Stored data entries:
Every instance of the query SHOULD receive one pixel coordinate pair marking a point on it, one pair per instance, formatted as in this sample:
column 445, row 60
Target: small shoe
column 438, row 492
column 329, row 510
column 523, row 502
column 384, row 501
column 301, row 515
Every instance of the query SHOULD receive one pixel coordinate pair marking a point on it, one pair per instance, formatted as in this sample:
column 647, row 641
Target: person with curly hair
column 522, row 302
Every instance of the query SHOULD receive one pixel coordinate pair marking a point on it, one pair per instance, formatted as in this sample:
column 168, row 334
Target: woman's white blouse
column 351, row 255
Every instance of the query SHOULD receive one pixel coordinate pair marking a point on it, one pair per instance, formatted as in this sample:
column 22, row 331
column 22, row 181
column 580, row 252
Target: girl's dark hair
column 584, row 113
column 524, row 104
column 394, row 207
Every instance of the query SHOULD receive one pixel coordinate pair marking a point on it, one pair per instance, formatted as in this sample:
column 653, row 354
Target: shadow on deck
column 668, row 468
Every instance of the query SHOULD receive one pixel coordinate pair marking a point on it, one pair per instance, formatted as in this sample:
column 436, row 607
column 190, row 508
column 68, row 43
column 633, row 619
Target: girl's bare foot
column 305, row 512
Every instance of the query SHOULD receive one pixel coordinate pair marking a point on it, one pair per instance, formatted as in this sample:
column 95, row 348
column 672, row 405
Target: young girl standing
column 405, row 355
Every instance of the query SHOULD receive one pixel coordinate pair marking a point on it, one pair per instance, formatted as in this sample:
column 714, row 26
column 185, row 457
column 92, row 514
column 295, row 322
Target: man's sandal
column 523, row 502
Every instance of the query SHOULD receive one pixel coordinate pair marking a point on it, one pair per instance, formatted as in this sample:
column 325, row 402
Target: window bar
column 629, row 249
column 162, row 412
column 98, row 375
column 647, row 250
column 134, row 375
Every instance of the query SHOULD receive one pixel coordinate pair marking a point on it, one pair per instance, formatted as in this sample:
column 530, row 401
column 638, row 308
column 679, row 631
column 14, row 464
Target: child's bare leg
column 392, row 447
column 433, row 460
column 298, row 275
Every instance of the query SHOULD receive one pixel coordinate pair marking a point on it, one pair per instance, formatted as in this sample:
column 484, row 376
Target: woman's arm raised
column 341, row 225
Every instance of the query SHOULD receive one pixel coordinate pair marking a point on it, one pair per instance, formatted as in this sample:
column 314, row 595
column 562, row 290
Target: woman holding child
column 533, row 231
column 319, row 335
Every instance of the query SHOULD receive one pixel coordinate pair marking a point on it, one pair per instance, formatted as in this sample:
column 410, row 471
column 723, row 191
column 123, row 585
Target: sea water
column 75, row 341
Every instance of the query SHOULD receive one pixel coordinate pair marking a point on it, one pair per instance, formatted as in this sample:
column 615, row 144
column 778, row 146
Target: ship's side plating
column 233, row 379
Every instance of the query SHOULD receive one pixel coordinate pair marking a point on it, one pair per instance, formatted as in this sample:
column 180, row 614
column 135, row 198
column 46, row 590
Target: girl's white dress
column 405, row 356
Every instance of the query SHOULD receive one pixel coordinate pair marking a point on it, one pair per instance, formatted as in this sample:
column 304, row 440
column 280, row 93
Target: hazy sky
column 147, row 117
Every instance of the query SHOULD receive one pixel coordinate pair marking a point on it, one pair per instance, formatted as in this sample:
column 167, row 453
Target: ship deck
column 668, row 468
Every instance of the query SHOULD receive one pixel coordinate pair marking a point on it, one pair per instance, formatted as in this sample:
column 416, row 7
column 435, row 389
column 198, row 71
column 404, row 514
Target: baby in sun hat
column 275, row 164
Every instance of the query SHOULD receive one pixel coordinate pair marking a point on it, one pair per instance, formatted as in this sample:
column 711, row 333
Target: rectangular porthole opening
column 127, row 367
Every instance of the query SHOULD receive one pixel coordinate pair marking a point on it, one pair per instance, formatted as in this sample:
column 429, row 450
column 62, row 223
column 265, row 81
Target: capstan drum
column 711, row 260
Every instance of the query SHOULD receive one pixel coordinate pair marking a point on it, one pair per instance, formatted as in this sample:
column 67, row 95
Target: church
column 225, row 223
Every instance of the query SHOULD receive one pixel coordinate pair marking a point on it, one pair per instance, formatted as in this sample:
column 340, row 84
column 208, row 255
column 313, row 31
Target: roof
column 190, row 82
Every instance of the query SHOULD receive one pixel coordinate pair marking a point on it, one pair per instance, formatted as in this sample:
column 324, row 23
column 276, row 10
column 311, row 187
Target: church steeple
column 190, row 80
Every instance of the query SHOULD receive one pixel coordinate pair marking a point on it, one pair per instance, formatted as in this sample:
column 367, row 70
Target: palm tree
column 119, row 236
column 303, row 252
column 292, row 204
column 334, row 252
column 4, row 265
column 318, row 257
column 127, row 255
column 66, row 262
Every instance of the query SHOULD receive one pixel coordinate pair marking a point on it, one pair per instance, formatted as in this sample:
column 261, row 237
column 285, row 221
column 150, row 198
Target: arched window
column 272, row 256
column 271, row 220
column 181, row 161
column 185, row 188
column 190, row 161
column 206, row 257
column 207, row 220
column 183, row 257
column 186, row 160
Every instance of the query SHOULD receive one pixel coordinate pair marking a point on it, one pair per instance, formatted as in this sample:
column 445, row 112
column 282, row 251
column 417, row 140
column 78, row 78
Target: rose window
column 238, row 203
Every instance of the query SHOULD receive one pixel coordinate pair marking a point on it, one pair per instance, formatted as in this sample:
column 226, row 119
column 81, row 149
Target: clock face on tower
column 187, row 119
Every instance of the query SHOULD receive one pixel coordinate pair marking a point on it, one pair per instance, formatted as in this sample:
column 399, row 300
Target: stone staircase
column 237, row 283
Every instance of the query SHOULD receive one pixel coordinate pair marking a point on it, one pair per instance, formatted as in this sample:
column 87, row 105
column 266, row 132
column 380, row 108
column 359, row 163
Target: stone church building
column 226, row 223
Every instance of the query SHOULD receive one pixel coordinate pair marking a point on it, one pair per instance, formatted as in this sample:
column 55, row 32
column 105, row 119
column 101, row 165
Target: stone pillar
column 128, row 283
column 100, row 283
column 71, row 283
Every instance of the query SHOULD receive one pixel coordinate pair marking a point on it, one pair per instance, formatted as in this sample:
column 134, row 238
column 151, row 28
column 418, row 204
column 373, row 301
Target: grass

Task brief = Please rewrite the items, from the start through the line containing "column 305, row 512", with "Target" changed to "Object" everywhere and nothing else altered.

Response =
Every instance of the query SHOULD receive one pixel coordinate pair marking a point on it, one pair per instance, formatted as in this sample:
column 445, row 60
Object: small shoe
column 438, row 492
column 329, row 510
column 523, row 502
column 384, row 501
column 301, row 515
Every instance of the query SHOULD receive one pixel coordinate pair marking a point on it, one pair per instance, formatted as in this sample:
column 647, row 641
Object: person with curly hair
column 522, row 302
Every instance of the query SHOULD receive one pixel coordinate pair marking a point on it, one pair per instance, formatted as in this sample:
column 168, row 334
Object: woman's white blouse
column 351, row 255
Every instance of the query SHOULD receive one pixel coordinate pair marking a point on it, one pair per instance, formatted as in this sample:
column 22, row 331
column 22, row 181
column 580, row 252
Object: girl's dark hair
column 584, row 113
column 524, row 104
column 394, row 207
Every instance of the query SHOULD receive one pixel coordinate pair marking a point on it, one pair per instance, formatted as in this sample:
column 653, row 354
Object: shadow on deck
column 668, row 468
Every instance of the query SHOULD receive one pixel coordinate pair marking a point on it, one pair per instance, formatted as in this sample:
column 436, row 607
column 190, row 508
column 68, row 43
column 633, row 619
Object: girl's bare foot
column 305, row 512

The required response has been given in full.